* START Given text *

Jeff Sandene (2m 56s):
And they're also a member of the SAPC and FINRA.
Tom Bronson (3m 0s):
Oh, awesome. Okay. So decided to get the scratch the entrepreneurial itch. Did we? Yes, exactly. So, so let's jump right in. Let's talk about the role of a wealth manager. You know, Jeff, when, when I engage or when mastery partners engages with our new clients. One of the things that we ask about during our assessment is the, tell us about the relationship that the business owner has with their wealth management firm. And I'm always surprised at the number of business owners that don't really have a wealth management firm, but I think that that may be because of a misperception of what wealth managers do or can do for them.
Tom Bronson (3m 44s):
So for many business owners, 80%, plus some of them over 90% of their net worth is typically tied up in their business and therefore financial assets, if they have any are relatively small compared to the value of the business, these business owners may feel that they don't need a personal financial advisor. So in what ways can a financial advisor bring value to these business owners who have most of their net worth tied up in their business?
Jeff Sandene (4m 19s):
Well, w when I first started working with the business owner, I, I viewed the business as it should be, which is a large component of their portfolio. And it shows the first issue and that's concentration of wealth, but from a business owner standpoint, maybe what they are thinking in terms of financial advice is they don't have anything that the advisor can charge a commission on to make money, right? I mean, how is, how are you going to make money if I don't have anything to invest? And the way we make money is by giving advice, the, the plans that I, the financial plans I put together, there's a fee for that.
Jeff Sandene (5m 3s):
And it doesn't really, it's kind of like your business, where you create the plan and then they can decide whether they want to implement it themselves or not. They can choose me for the implementation, or they could choose to go someplace else or do it themselves. So that's maybe one misconception is there's advice, financial advice available for a fee out there, whether or not you have money to invest. And then if there is money to invest, we can certainly work with them on that. And if they're not maximizing their ability to create investments outside the business, that's certainly something that we'll bring up to help them diversify.

* END Given text *

Work to do:
1. Please set down the part of the wealth management transcript starting with "Jeff Sandene (2m" and going on through "do for them.".
2. List every timestamp that appears next to a speaker's name in the wealth management transcript.
3. Continue the wealth management transcript from where it stops.
The entries after this point are separate material and have no connection to the wealth management transcript.

* START Given records *

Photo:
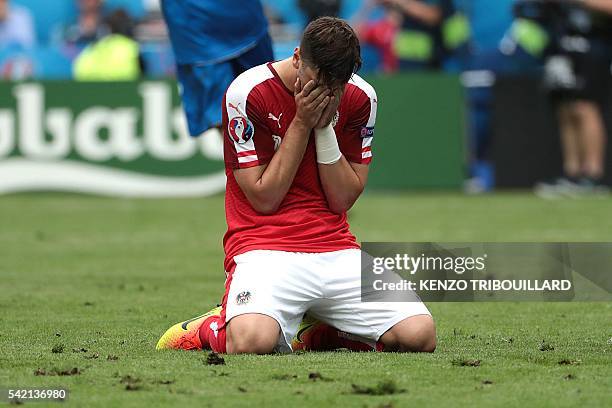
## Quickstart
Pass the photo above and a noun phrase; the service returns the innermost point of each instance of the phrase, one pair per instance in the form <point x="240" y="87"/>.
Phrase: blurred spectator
<point x="578" y="77"/>
<point x="314" y="9"/>
<point x="16" y="27"/>
<point x="88" y="28"/>
<point x="418" y="42"/>
<point x="115" y="57"/>
<point x="380" y="33"/>
<point x="409" y="34"/>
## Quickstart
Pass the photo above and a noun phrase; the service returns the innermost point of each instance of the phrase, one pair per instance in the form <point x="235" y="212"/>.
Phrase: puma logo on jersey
<point x="214" y="326"/>
<point x="236" y="108"/>
<point x="277" y="141"/>
<point x="271" y="116"/>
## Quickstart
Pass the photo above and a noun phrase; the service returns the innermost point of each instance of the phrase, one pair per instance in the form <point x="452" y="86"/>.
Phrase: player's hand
<point x="310" y="102"/>
<point x="330" y="111"/>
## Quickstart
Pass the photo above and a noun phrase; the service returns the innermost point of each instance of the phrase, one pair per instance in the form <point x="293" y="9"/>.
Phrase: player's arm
<point x="266" y="186"/>
<point x="343" y="181"/>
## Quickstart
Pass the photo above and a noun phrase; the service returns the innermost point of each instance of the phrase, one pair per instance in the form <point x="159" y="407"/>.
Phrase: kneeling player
<point x="297" y="148"/>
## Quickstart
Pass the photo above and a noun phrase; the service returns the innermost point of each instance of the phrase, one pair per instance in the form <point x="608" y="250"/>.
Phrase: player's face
<point x="307" y="73"/>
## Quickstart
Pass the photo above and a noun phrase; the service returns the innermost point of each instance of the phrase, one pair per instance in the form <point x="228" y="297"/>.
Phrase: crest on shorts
<point x="240" y="129"/>
<point x="243" y="298"/>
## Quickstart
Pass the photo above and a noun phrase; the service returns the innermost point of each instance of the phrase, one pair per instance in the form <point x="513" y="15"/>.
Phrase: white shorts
<point x="285" y="285"/>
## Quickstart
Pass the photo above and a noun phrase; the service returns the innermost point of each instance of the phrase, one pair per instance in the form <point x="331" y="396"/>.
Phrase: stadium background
<point x="89" y="283"/>
<point x="459" y="123"/>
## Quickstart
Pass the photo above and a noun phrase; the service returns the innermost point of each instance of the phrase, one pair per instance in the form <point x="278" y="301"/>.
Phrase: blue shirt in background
<point x="212" y="31"/>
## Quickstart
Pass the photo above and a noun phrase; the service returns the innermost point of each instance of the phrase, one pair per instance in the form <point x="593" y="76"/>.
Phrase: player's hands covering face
<point x="330" y="111"/>
<point x="310" y="101"/>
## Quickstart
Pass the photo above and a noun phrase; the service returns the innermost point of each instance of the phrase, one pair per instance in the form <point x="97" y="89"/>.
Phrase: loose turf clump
<point x="55" y="371"/>
<point x="567" y="361"/>
<point x="58" y="348"/>
<point x="466" y="363"/>
<point x="131" y="383"/>
<point x="386" y="387"/>
<point x="544" y="346"/>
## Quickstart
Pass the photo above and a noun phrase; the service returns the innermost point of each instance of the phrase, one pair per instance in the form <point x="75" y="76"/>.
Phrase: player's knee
<point x="415" y="334"/>
<point x="256" y="335"/>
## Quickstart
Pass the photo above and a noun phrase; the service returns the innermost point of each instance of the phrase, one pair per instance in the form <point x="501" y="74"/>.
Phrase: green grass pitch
<point x="91" y="283"/>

* END Given records *

Outputs by task:
1.
Jeff Sandene (2m 56s):
And they're also a member of the SAPC and FINRA.
Tom Bronson (3m 0s):
Oh, awesome. Okay. So decided to get the scratch the entrepreneurial itch. Did we? Yes, exactly. So, so let's jump right in. Let's talk about the role of a wealth manager. You know, Jeff, when, when I engage or when mastery partners engages with our new clients. One of the things that we ask about during our assessment is the, tell us about the relationship that the business owner has with their wealth management firm. And I'm always surprised at the number of business owners that don't really have a wealth management firm, but I think that that may be because of a misperception of what wealth managers do or can do for them.

2. 2m 56s, 3m 0s, 3m 44s, 4m 19s, 5m 3s

3.
Tom Bronson (5m 49s):
You know, one of the things that I always remind business owners, when we talk about value, the value of the business, the, the business owner typically thinks that all that a wealth planner or wealth manager can do is really manage the assets. But I remind them that when they think about the value of their business and the exit time for their business and what value they need to exit their business, wealth manager is somebody or a financial advisor is somebody that can tell them how much money they'll need to live their lifestyle.
Tom Bronson (6m 30s):
That's the way I simplify it for them, because a lot of business owners are, are throwing a dart at trying to figure out what their business is worth. Most of them do not take the time to find out what their business is worth. And therefore they're plucking a number out of the year that it feels to them like the number that they're going to need to retire on. I say, take all that guesswork out of it, get a financial advisor who can help you really peg what that number is going to be. Does that make sense? Yeah,
Jeff Sandene (7m 3s):
It does. I mean, in fact, the, the first question I asked them, if we just did an introductory meeting is what their vision for their future is. What does life look like outside of the business? And I find that a lot of them haven't given that any thought at all, which is not a very good place to end up. And I think you're familiar with some of the statistics too. I mean, if, if a business owner sells their business, but they don't have plans on what to do next with the rest of their life is a very good chance. They're going to regret selling the business because they've lost their purpose.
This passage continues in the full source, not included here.